> READING PASSAGE:
= = = = =
Even with echoes of The Conversation, the offbeat indie The Sound Of Silence is too muted
Just about anyone who’s lived in New York City knows that peace and quiet is a rare, precious commodity. The Sound Of Silence, however, takes place in a fantasy Gotham where so little din prevails that numerous residents hire a “house tuner”: someone who claims to identify and remove maddening, barely audible frequencies that may be causing anxiety or depression. Peter Lucian (Peter Sarsgaard) plies this offbeat trade, listening intently to customers’ appliances in search of bad harmonics; a city map on the wall of his study is festooned with pushpins, signifying consistent chords that he’s discovered in various locales. Eventually, however, one of Peter’s clients, a perpetually exhausted woman named Ellen (Rashida Jones), reports that his suggested solution—she should replace her toaster—failed to solve the problem. This sparks an exceedingly minor personal crisis for Peter, exacerbated by the machinations of an assistant (Tony Revolori) with ambitious designs on his research.
Often wearing enormous headphones and seemingly closed off to everything but his work, Peter Lucian recalls Gene Hackman’s surveillance expert in The Conversation, a connection that production designer Nora Mendis and set decorator Ashley Chipman strengthen at one point via a similar-looking loft space. The stakes are considerably lower here, however. Like so many first features these days, The Sound Of Silence originated as a short—titled “Palimpsest,” it ran just 18 minutes—and feels very much like a small, quirky idea that’s now been stretched almost to its breaking point. Both versions are directed by Michael Tyburski, who cowrote each with Ben Nabors, and they do little more than suggest that a rigid theoretical construct like Peter’s isn’t any more mentally healthy than Ellen’s uneasy aversion to change. The film’s premise may be offbeat, but its emotional dynamic could hardly be more predictable, even if any romance between Peter and Ellen (who are both single and lonely) remains implicit and hypothetical.
= = = = =
[Extracted records]
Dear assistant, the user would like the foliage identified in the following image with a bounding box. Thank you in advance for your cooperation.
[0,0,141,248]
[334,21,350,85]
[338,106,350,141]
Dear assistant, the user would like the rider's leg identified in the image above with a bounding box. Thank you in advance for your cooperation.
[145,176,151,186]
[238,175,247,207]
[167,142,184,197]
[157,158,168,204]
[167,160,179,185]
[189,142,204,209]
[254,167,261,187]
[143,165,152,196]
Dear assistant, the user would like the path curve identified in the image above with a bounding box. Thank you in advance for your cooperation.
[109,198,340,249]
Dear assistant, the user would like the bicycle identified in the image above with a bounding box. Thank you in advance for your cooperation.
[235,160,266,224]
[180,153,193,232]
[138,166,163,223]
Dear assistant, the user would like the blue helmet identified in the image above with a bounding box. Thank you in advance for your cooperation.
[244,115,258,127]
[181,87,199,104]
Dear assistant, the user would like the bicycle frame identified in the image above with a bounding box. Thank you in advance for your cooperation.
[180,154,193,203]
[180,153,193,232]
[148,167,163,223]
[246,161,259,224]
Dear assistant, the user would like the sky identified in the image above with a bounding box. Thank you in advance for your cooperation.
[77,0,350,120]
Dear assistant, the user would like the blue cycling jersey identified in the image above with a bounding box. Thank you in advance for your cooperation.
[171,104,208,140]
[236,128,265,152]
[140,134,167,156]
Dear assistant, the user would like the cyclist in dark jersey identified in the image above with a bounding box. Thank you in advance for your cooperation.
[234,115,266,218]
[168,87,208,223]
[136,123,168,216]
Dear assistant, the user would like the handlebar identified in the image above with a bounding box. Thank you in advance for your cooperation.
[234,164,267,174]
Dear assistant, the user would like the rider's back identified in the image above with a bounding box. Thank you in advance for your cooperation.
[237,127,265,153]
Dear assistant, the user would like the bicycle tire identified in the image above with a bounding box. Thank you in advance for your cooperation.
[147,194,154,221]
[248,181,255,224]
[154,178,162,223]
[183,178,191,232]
= = = = =
> BRIEF 1: In the film review, what does Ellen say failed to solve her problem?
> BRIEF 2: Continue the film review from where it stops.

> WRITTEN RESPONSE 1: Replacing her toaster, as Peter suggested, failed to solve her problem.

> WRITTEN RESPONSE 2:
There’s no much going on here, either thematically or narratively; even Ellen’s apparent best friends (Alex Karpovsky and Tracee Chimo) show up exactly once to provide necessary exposition, with one of them reading aloud from a New Yorker article about Peter. So keeping things lively becomes the cast’s responsibility. Sarsgaard opts for the path of least resistance, making Peter the sort of obsessive loner for whom small talk seems all but impossible; it’s a precise performance, but easily digested at a glance. That doesn’t give Jones much to work opposite, and Ellen’s insistence that Peter isn’t really creepy, even as her description of everything he says and does sounds plenty creepy (to say nothing of what we actually see), lacks conviction. Ace character actors like Austin Pendleton and Bruce Altman show up briefly to embody stereotypes (kindly mentor and callous business exec, respectively), and The Sound Of Silence only really threatens to break out of its schematic shell once, when Peter introduces himself to the editor of a key academic journal and gets treated as if his big paper on New York City soundscapes is the aural equivalent of QAnon. This development suggests an exciting new direction for the film. But by then, it’s all but over.